━━━━━ Page extract
When a wide complex tachycardia with similar CL (SVT2) was re-induced following left posteroseptal accessory pathway ablation, it is important to avoid the urge to re-ablate at the same location. Instead, careful evaluation of the arrhythmia is warranted to establish the mechanism. In our case, change in the atrial activation sequence in the coronary sinus was important to recognize the presence of a second pathway, although both tachycardias had somewhat similar CLs and LBBB morphology. SVT2 was diagnosed to be an ORT based on the finding that a His-synchronous PVC reproducibly terminated the tachycardia without conducting to the atrium. VA interval in mid- and anteroseptal pathway mediated ORT is unaffected by development of LBBB.1

Mapping earliest atrial activation in an anteroseptal pathway should be done during ORT as it is difficult to separate retrograde AV nodal conduction versus pathway conduction when mapped during ventricular pacing. Avoiding injury to the compact AV node and the His bundle is critical. If junctional beats are noted during radiofrequency ablation, energy delivery should be immediately stopped as it is difficult to determine whether these are junctional beats conducted retrograde, i.e., up the accessory pathway or the AV nodal fast pathway. Cryoablation is a safer, albeit possibly less effective, alternative if there is concern for potential AV conduction system injury. In difficult cases, alternative approaches such as access from the superior vena cava in an attempt to keep the catheter on the ventricular side of the tricuspid annulus and ablation from the non-coronary cusp of the aortic valve should be considered.5

Thus concludes a tale of two concealed accessory pathway mediated tachycardias presenting as highly symptomatic wide complex tachycardias in the same patient. In our opinion, the following should be ‘take home’ points from this discussion:

  1. Wide complex tachycardia in a young patient is concerning and needs a careful and thorough electrophysiological evaluation to establish the mechanism.
━━━━━━━━━━
━━━━━ Data supplied
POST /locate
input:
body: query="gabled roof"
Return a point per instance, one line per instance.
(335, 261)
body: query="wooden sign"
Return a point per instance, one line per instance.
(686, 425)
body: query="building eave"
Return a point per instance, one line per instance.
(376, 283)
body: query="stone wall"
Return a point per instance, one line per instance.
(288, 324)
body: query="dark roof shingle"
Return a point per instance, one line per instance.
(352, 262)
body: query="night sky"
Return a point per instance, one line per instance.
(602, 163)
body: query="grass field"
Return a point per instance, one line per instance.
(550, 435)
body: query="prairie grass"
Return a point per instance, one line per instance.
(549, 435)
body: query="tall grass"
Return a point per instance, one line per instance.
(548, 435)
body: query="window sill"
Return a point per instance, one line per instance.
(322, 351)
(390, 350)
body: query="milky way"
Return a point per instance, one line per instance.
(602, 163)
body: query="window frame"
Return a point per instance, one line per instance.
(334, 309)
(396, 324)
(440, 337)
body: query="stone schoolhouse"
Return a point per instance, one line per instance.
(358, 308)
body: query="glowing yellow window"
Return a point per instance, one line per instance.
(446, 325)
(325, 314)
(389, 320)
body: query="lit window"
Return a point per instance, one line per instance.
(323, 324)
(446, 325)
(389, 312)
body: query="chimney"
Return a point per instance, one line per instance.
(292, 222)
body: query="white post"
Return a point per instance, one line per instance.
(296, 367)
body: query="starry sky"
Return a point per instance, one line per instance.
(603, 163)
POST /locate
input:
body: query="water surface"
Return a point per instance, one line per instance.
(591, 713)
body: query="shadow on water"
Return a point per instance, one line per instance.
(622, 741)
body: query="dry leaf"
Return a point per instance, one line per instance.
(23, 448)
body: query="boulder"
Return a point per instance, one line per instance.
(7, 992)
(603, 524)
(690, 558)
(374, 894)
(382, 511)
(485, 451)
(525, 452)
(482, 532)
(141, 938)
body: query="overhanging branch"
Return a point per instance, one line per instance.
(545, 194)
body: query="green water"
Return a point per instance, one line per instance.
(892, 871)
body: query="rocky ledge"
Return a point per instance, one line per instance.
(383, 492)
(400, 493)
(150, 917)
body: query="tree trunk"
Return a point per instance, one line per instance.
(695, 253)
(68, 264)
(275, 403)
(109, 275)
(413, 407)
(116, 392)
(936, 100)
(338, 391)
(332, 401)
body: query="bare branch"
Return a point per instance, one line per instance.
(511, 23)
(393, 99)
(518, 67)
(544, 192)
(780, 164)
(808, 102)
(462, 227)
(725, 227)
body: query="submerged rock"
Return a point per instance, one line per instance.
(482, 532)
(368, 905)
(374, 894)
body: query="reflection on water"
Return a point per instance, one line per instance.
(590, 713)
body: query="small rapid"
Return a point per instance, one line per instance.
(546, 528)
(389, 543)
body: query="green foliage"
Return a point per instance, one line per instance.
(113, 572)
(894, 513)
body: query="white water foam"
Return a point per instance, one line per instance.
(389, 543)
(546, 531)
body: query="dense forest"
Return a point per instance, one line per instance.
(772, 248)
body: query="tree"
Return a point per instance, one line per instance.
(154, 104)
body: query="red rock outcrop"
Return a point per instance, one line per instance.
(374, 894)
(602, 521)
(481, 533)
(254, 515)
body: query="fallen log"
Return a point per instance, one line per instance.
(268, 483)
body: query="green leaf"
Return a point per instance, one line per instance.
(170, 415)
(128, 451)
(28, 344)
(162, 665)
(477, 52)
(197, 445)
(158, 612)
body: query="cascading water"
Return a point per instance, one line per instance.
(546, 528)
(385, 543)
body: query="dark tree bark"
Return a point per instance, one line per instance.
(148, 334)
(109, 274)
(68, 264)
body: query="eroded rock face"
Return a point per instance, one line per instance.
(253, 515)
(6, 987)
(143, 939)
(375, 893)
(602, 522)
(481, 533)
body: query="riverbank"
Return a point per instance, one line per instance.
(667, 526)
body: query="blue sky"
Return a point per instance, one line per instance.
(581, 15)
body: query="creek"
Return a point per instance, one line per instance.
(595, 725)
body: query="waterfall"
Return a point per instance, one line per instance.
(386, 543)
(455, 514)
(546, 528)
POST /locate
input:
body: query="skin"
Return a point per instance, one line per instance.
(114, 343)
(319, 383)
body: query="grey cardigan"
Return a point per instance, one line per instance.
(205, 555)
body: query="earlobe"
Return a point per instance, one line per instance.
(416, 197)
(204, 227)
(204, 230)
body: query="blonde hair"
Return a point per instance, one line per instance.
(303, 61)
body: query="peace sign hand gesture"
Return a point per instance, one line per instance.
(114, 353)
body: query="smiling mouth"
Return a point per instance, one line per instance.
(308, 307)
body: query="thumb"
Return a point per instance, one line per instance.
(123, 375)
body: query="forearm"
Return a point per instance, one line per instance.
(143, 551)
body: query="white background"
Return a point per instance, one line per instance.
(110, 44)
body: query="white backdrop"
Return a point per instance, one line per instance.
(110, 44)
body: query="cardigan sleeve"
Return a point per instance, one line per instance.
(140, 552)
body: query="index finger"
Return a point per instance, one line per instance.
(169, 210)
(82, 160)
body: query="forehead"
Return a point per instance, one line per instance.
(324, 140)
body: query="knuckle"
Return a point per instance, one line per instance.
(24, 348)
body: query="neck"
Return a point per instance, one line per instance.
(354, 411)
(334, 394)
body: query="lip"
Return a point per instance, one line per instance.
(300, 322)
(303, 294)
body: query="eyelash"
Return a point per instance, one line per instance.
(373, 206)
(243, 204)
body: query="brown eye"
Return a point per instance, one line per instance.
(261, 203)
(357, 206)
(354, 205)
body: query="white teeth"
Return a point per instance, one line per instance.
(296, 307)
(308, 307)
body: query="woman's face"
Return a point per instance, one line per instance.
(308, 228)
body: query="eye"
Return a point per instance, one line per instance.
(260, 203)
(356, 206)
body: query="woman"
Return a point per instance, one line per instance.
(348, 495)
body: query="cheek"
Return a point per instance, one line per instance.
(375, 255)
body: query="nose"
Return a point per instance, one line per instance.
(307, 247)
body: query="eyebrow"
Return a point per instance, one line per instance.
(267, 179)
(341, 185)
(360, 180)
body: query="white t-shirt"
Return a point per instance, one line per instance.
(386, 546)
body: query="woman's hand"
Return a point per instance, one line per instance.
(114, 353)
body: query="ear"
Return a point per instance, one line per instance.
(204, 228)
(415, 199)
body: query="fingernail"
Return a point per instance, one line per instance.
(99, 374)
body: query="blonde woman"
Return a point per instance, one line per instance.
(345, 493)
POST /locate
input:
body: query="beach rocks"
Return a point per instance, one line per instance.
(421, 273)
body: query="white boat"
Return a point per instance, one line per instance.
━━━━━━━━━━
(Your instructions): What alternatives to standard radiofrequency ablation does the accessory pathway passage name for cases of concern or difficulty? The items have nothing to do with these tasks.

(Your solution):
- Cryoablation
- Access from the superior vena cava, to keep the catheter on the ventricular side of the tricuspid annulus
- Ablation from the non-coronary cusp of the aortic valve